=== REQUEST 1 ===
Transcribe the passage on Spacemesh consensus from "In a PBFT-style" to "happen in Spacemesh.".
=== REQUEST 2 ===
Answer these questions using the passage on Spacemesh consensus:
(a) Besides a party's identity, what is used to compute that party's VRF output in each round of the weak coin beacon?
(b) How long is convergence delayed when an adversary successfully attacks the coin toss result?
(c) What is the Hare based on?
=== REQUEST 3 ===
Write the next part of the passage on Spacemesh consensus, picking up after its final sentence.

=== SELECTED PASSAGE ===
• • • •
Self-healing works via a separate byzantine agreement mechanism that does not depend on shared view of history.
The weak coin beacon uses a VRF-based protocol to generate a weak coin toss. In each round, each party calculates the output of a VRF based on their identity and the round number. Parties with a sufficiently low result publish their results and the lowest result wins. The value of the "coin toss" is one bit, e.g., the least significant bit, of this lowest result.
If the lowest result comes from an honest participant, it will be published on time, everyone will receive this result, and all honest parties will agree on it. The "weak" nature of the coin comes from the fact that, in some cases, a dishonest adversary may win and be able to bias the results by, e.g., choosing not to publish their result, publishing it late, etc.
In the case where all honest parties do agree on the result of the coin toss, they will all adjust their next round of votes on the blocks in question in the same direction (e.g., "heads" means "vote yes"), and convergence will be achieved in the following round. In the case where an adversary successfully attacks the result, convergence will be delayed one round. Note that the honest parties only need to win this coin toss game once in order to achieve convergence, and over time the likelihood of this occurring only grows.
Importantly, the beacon does not rely upon any previous data and, thus, does not rely upon consensus having been previously achieved or maintained. This is what enables the self-healing property.
An astute reader will notice that, unlike, e.g., the Hare beacon, there is no random input to the beacon VRF, since the input is just a node's identity and the current round number. This means that an adversary can grind on this identity and could possibly generate many identities to give them an advantage in biasing the weak coin toss. This is an area of active research, but our current thinking is that we should allow grinding on VRF identities but make it expensive to do so.
Blockchains based on Nakamoto consensus, such as Bitcoin, also have this "self-healing" property: some node will always produce the next block, and the ability to produce a new block doesn't depend upon consensus having been achieved in a prior round. In this way, over time all nodes will always converge around the "longest chain." However, it's much more difficult to achieve this property without Proof of Work, as in the case of Spacemesh. This is because, in most BFT-style protocols, if the network loses consensus even briefly, it's impossible to re-establish consensus. In protocols with committees that nominate and notarize a committee for the following round, for instance, without agreement on the current committee, there's no way for the network to reach agreement on the next valid committee.
In a PBFT-style system, such as those based on HotStuff BFT, losing consensus in this manner might mean that different participants have a different view on which transactions are confirmed. Self-healing ensures that this cannot happen in Spacemesh.
Another important difference between the Tortoise and a BFT-style protocol is that the Tortoise is capable of a more robust form of consensus: even if assumptions fail for a while, things that have been in consensus for a while remain in consensus. Contrast this with a BFT-style protocol, where you cannot rely on history in such a scenario, since it can be reversed.
The Hare is a BFT algorithm based on ADDNR18, with the important difference that we want to achieve consensus on a set of values rather than a single bit value.
• • • •
=== SOURCE DATA ===
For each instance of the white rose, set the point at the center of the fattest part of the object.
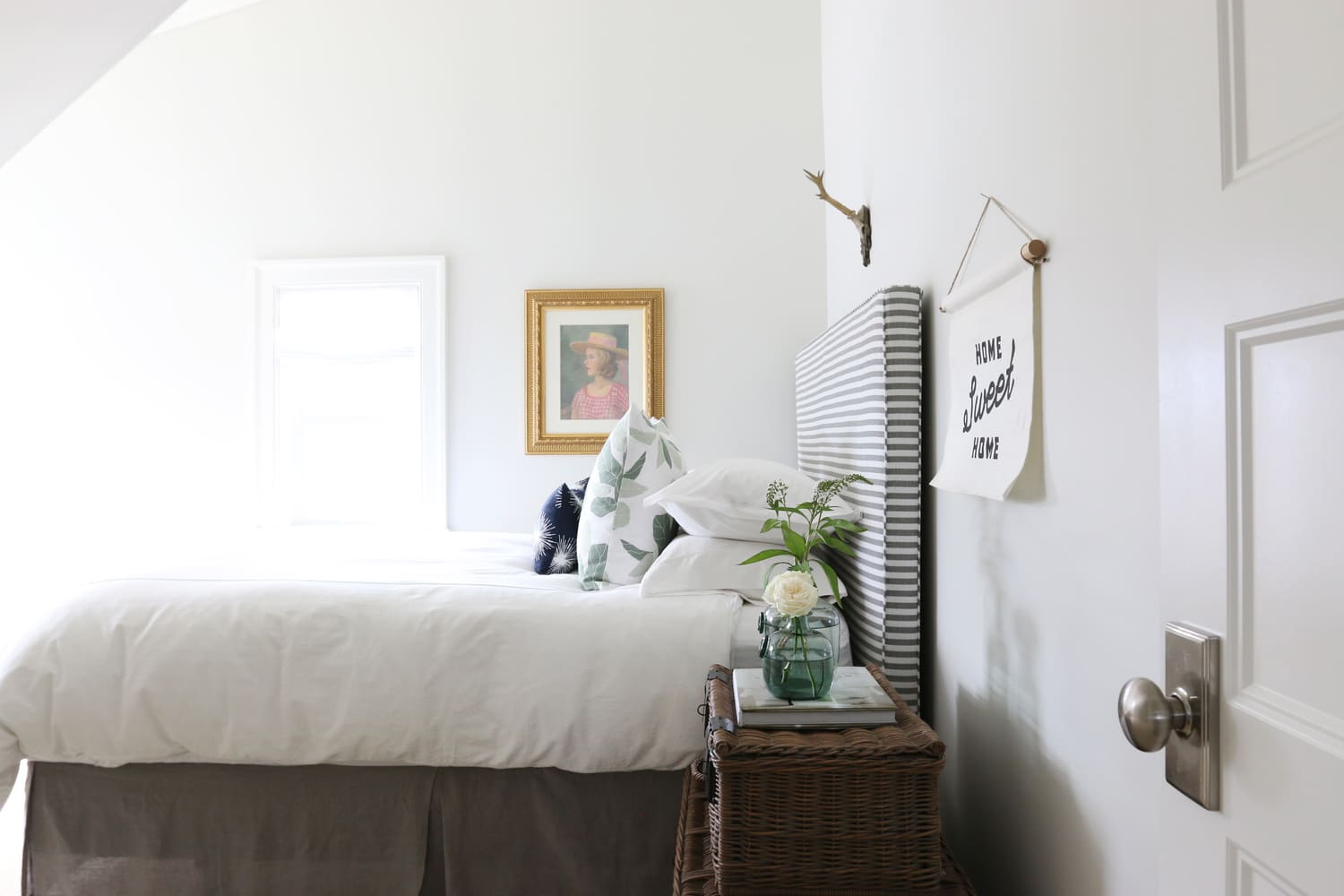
• • • •
=== ANSWER 1 ===
In a PBFT-style system, such as those based on HotStuff BFT, losing consensus in this manner might mean that different participants have a different view on which transactions are confirmed. Self-healing ensures that this cannot happen in Spacemesh.

=== ANSWER 2 ===
(a) The round number.
(b) One round.
(c) ADDNR18.

=== ANSWER 3 ===
Because of the self-healing mechanism (described above), Spacemesh would function without the Hare. This is because self-healing guarantees that Spacemesh nodes will eventually converge and reach consensus from any starting condition, even without the initial, bootstrapped agreement that the Hare gives us. However, we would lose two things without the Hare:
- Time: self-healing takes time.
- Efficiency: the self-healing protocol is less efficient (measured in terms of both computational and communication complexity) than the Hare. We have put considerable work into optimizing the Hare to make it as efficient as possible.
Depending on committee size the Hare can theoretically tolerate up to 1/2 malicious participants. This is because it takes advantage of strong synchrony assumptions. In practice, however, for efficiency purposes the Hare is parameterized to support up to approx. 800 participants with a 2/3 honest majority assumption. This is based on the aforementioned statistical security parameter.
Eligibility to participate in each round of the Hare protocol is based on the output of a VRF, which includes randomness from the Hare beacon. This makes it impossible for an adversary to grind on an identity and produce identities that would bias the results of the Hare too much, since they could only forecast Hare eligibility for a small number of future rounds.
The Hare has the advantage that it can rely on the Tortoise for its beacon, which makes it much simpler than the Tortoise beacon. We can use any value that honest parties are guaranteed to have previously agreed upon even if the Hare isn't working, such as the set of block IDs from a previous layer that's sufficiently far back.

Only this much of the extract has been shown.